TEXTO CITADO:
__________________________________________________
Partiu aos 75 anos o cantor, autor, compositor e arranjador Fausto Bordalo Dias. Nascido em pleno oceano, entre Portugal e Angola, a bordo do navio Pátria, no que se revelaria um presságio da sua intervenção artística, construiu ao longo de mais de meio século uma das mais ricas, inventivas e influentes obras da música e cultura portuguesa. Uma obra que acompanhou a própria história contemporânea do país, desafiando, complexificando e, portanto, construindo, tanto musical, como poeticamente, a própria narrativa que contamos sobre nós próprios enquanto comunidade.
Começou a tocar viola e a cantar no liceu, em Angola, onde integrou o grupo Os Rebeldes, tendo aí composto as primeiras canções e criado as primeiras experiências, que mais tarde haveria de desenvolver minuciosamente, moldando uma identidade única, singular e profundamente contemporânea. Chegou a Lisboa em 1968, tempo de guerra colonial e de convulsão no país, para estudar ciências sociopolíticas no Instituto Superior de Ciências Sociais e Política Ultramarina, ou ISCSPU — sigla que, fruto da militância antifascista e anticolonial, haveria de deixar cair o “U”, na sequência da Revolução portuguesa de 1974/75 e das independências dos países africanos. Antes disso, Fausto envolveu-se fortemente no movimento estudantil dessa época e que teve um papel decisivo no fim da ditadura em Portugal, chegando a ser eleito presidente da Associação de Estudantes em 1972, eleição que o regime não reconheceu, impedindo-o de exercer o cargo.
Recusando o serviço militar obrigatório, interrompeu os estudos e viveu na clandestinidade, sempre envolvido, tanto musical como politicamente, no movimento associativo, estudantil e político de combate à ditadura, no qual conheceu companheiros como José Afonso e Adriano Correia de Oliveira, com quem começou a colaborar logo em 1970, atuando em coletividades, associações e universidades. Com eles, e muitos outros, haveria de participar no movimento de renovação estética, poética e ética da música popular portuguesa, que hoje continua a inspirar múltiplas gerações que procuram descobrir as suas próprias histórias, linguagens, ritmos e poéticas sobre o país que fomos, somos e podemos ser. Nesse caminho de renovação nasceu também a moderna canção de intervenção e protesto que, citando o seu companheiro José Afonso, se trataria de uma canção que “implica um envolvimento como identificação crescente do próprio cantor com aquilo que se está a passar nas diversas lutas por mais heterogéneas que sejam, nas quais ele de certo modo intervém, não apenas ao nível da canção”.
__________________________________________________
INSTRUÇÕES:
**a.** Que atividades artísticas de Fausto Bordalo Dias são enumeradas na primeira frase do texto sobre ele?
**b.** Transcreva do texto sobre Fausto Bordalo Dias o trecho entre "Partiu aos 75" e "próprios enquanto comunidade.", inclusive.
**c.** Em que ano, segundo o texto sobre Fausto Bordalo Dias, ele foi eleito presidente da Associação de Estudantes?

DADOS FORNECIDOS:
__________________________________________________
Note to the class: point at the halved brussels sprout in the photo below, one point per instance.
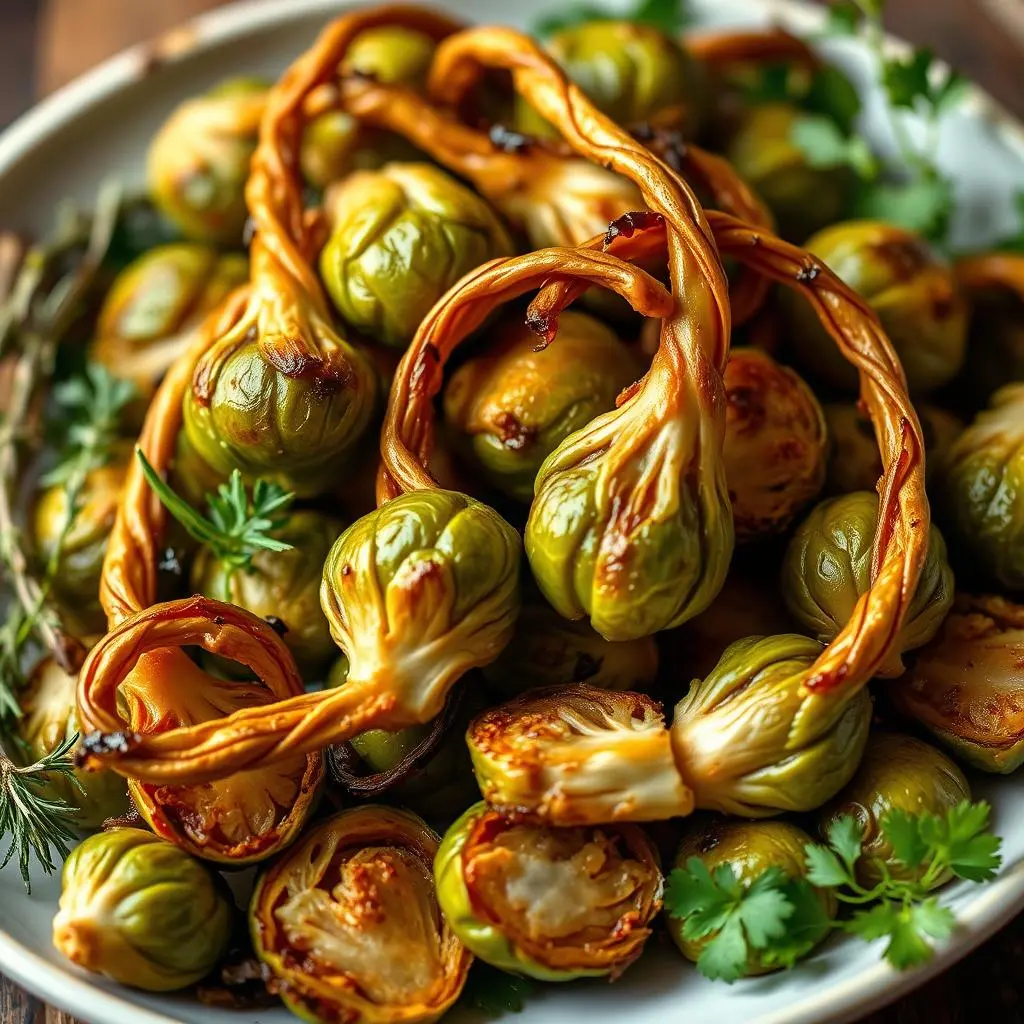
__________________________________________________
RESPOSTAS:
**a.** Cantor, autor, compositor e arranjador.

**b.**
Partiu aos 75 anos o cantor, autor, compositor e arranjador Fausto Bordalo Dias. Nascido em pleno oceano, entre Portugal e Angola, a bordo do navio Pátria, no que se revelaria um presságio da sua intervenção artística, construiu ao longo de mais de meio século uma das mais ricas, inventivas e influentes obras da música e cultura portuguesa. Uma obra que acompanhou a própria história contemporânea do país, desafiando, complexificando e, portanto, construindo, tanto musical, como poeticamente, a própria narrativa que contamos sobre nós próprios enquanto comunidade.

**c.** Em 1972.